Required work ▸
Exactly as written, repeat all of the records below.

Data under study ▸
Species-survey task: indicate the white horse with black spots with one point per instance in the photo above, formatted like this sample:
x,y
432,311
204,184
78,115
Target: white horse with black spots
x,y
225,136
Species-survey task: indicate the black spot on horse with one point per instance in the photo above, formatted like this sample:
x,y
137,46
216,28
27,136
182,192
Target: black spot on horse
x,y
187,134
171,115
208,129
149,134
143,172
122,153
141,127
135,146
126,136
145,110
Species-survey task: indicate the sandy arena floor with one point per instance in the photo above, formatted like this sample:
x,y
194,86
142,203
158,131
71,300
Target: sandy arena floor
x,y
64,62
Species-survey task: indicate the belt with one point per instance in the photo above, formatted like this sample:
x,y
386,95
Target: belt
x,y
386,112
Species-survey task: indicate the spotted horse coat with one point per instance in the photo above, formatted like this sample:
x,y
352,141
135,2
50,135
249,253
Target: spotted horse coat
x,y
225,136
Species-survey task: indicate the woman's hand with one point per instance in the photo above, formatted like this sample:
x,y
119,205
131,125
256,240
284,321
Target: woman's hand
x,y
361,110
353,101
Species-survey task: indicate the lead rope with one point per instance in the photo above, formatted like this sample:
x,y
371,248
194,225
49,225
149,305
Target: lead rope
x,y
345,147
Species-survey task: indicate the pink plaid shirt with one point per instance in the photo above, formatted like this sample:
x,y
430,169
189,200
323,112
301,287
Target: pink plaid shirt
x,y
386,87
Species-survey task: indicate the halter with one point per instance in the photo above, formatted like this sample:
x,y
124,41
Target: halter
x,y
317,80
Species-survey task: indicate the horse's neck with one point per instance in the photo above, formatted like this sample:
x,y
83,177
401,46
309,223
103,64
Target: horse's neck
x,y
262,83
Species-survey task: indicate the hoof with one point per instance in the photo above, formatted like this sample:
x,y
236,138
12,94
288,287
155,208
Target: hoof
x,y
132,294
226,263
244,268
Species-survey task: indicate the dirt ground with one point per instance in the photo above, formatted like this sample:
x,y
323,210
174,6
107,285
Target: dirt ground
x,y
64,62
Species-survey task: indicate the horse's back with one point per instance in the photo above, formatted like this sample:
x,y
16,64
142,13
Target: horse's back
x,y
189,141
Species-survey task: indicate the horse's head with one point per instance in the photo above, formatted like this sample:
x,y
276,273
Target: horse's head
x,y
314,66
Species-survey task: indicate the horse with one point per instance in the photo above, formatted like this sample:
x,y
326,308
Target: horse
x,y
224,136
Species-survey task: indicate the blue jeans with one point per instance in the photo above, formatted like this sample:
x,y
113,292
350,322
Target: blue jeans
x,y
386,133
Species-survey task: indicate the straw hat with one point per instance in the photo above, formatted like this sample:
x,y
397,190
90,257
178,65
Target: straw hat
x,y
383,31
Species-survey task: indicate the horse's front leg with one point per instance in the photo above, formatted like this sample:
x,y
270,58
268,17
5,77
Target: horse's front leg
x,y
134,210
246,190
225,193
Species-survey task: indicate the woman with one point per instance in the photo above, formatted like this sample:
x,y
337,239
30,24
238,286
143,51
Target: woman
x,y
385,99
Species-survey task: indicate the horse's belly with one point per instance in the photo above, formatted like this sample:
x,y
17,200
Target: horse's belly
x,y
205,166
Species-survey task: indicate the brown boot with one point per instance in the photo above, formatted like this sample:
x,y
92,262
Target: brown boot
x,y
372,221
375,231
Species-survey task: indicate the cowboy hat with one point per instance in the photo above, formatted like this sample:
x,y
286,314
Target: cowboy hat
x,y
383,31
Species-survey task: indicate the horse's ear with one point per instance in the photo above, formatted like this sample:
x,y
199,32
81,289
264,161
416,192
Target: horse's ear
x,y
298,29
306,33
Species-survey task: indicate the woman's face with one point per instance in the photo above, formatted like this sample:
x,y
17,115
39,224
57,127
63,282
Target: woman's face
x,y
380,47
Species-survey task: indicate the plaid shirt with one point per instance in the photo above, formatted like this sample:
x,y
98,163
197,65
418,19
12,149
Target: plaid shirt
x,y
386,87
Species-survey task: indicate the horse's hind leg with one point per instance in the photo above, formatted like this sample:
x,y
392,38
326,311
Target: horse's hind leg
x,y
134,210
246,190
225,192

Response for this exercise ▸
Species-survey task: indicate the white horse with black spots with one point per instance in the photo above, formatted like this sample:
x,y
432,311
204,184
78,115
Target: white horse with black spots
x,y
225,136
Species-survey task: indicate the black spot on horse with one point per instance in the photo above, formatted like this sample:
x,y
137,46
216,28
27,136
182,192
Target: black spot on horse
x,y
187,134
171,115
208,129
149,134
143,172
122,153
141,127
135,146
126,136
145,110
Species-survey task: indicate the sandy arena floor with one point per instance in the photo above, formatted like this sample:
x,y
194,86
142,203
158,131
71,300
Target: sandy arena floor
x,y
64,62
Species-survey task: indicate the belt with one point per instance in the photo above, formatted like this sample:
x,y
386,95
Target: belt
x,y
386,112
Species-survey task: indicate the spotted horse coat with one point per instance in the photo above, formatted like this sample:
x,y
352,141
135,2
50,135
249,253
Target: spotted horse coat
x,y
225,136
Species-survey task: indicate the woman's hand with one point per instance in the photo above, formatted like this sample:
x,y
119,205
131,125
256,240
284,321
Target: woman's hand
x,y
361,110
353,101
Species-survey task: indicate the lead rope with one point per instance in the photo above, formatted like this sample:
x,y
371,248
194,225
49,225
149,305
Target: lead rope
x,y
345,147
Species-survey task: indicate the pink plaid shirt with one point per instance in the photo above, formatted like this sample:
x,y
430,169
189,200
323,112
301,287
Target: pink plaid shirt
x,y
386,87
Species-survey task: indicate the halter with one point per instance in the photo above, formatted like this sample:
x,y
124,41
Target: halter
x,y
317,80
Species-survey task: indicate the horse's neck with one point per instance in the photo above, formatted like this sample:
x,y
83,177
401,46
309,223
103,64
Target: horse's neck
x,y
262,83
Species-survey task: indicate the hoof with one point per instance in the photo above, formatted like this sample:
x,y
236,138
12,94
288,287
155,208
Target: hoof
x,y
132,294
226,263
244,268
Species-survey task: indicate the dirt ground with one point per instance in the photo above, formatted like this sample:
x,y
323,210
174,6
107,285
Target: dirt ground
x,y
64,62
Species-survey task: indicate the horse's back with one point per instance in the photo above, formatted like this sample:
x,y
16,64
142,13
Target: horse's back
x,y
189,141
Species-survey task: indicate the horse's head with one point per instance in the photo above, formatted like this sample:
x,y
276,273
Target: horse's head
x,y
314,66
Species-survey task: indicate the horse with one point per instance in the photo above, formatted like this sample:
x,y
326,308
Target: horse
x,y
224,136
Species-survey task: indicate the blue jeans with one point per instance in the photo above, formatted like this sample:
x,y
113,292
350,322
Target: blue jeans
x,y
386,133
Species-survey task: indicate the straw hat with one point per instance in the photo above, formatted like this sample:
x,y
397,190
90,257
178,65
Target: straw hat
x,y
383,31
Species-survey task: indicate the horse's front leg with one point per instance in the photo above, formatted like this sample:
x,y
270,58
268,17
5,77
Target: horse's front leg
x,y
134,210
246,190
225,193
Species-survey task: indicate the woman with one point per instance in the photo above, formatted like this sample:
x,y
337,239
30,24
238,286
143,51
Target: woman
x,y
385,99
Species-survey task: indicate the horse's belly with one point per instance in the photo above, formatted like this sample:
x,y
17,200
Target: horse's belly
x,y
205,166
Species-survey task: indicate the brown boot with one point per instance in the photo above, formatted like this sample:
x,y
92,262
Target: brown boot
x,y
372,221
375,231
Species-survey task: indicate the cowboy hat with one point per instance in the photo above, formatted like this sample:
x,y
286,314
Target: cowboy hat
x,y
383,31
Species-survey task: indicate the horse's ear with one point per instance in the photo above, formatted like this sample:
x,y
199,32
81,289
264,161
416,192
Target: horse's ear
x,y
298,29
306,33
Species-survey task: indicate the woman's face with one point per instance in the photo above, formatted like this sample:
x,y
17,115
39,224
57,127
63,282
Target: woman's face
x,y
380,47
Species-survey task: indicate the plaid shirt with one point per instance in the photo above, formatted like this sample:
x,y
98,163
197,65
418,19
12,149
Target: plaid shirt
x,y
386,87
Species-survey task: indicate the horse's hind leg with one point per instance in the photo above, formatted like this sample:
x,y
392,38
326,311
Target: horse's hind leg
x,y
134,210
246,190
225,192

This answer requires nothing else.